* Begin *

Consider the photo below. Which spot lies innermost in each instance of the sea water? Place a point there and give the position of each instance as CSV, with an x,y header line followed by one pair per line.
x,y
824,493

* End *
* Begin *

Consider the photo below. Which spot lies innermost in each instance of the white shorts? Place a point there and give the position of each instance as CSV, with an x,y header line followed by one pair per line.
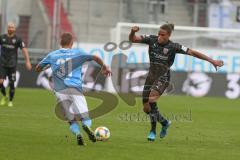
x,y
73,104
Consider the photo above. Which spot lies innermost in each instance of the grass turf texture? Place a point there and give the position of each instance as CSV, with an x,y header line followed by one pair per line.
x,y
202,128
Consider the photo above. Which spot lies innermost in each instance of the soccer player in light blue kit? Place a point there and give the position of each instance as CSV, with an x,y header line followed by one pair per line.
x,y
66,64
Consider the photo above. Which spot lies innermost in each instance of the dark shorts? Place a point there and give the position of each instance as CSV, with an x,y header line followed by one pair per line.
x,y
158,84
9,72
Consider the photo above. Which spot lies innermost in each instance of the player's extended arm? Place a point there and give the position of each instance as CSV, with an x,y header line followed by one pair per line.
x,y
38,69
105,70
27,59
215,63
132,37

* End *

Stated goal -
List each line in the material above that contains the string "header", treating uppercase and lowercase letters as different.

Result -
Consider the photo below. Which spot lies innermost in each instance of the sea water? Place a point there and give the position of each instance as CSV, with an x,y header line followed by one pair per line.
Consider the photo below. Which spot lies innermost in each instance of the white shorts? Place a point there and give the position of each instance as CSV, with an x,y header line followed by one pair per line.
Consider the photo above. Which spot lies innermost in each instance of the grass turf texture? Place a point there and give the position of each instance as CSV, with an x,y header line followed by one pair per line.
Consider the photo above. Which spot lies innermost in each instance of the soccer player in light blue kit? Place a point there and give the position of each instance as CSV, with an x,y header line followed by one pair per line.
Consider the photo above. Which spot lies innermost in each instance of the dark shorts? Place a point there and give the position of each instance as CSV, with an x,y header line followed by one pair per line.
Consider the photo above. Which spot lies innermost in each instance of the player's extended arm? Place a point there and give the position of each instance as CSV, with an x,y header line followed by one pair per line.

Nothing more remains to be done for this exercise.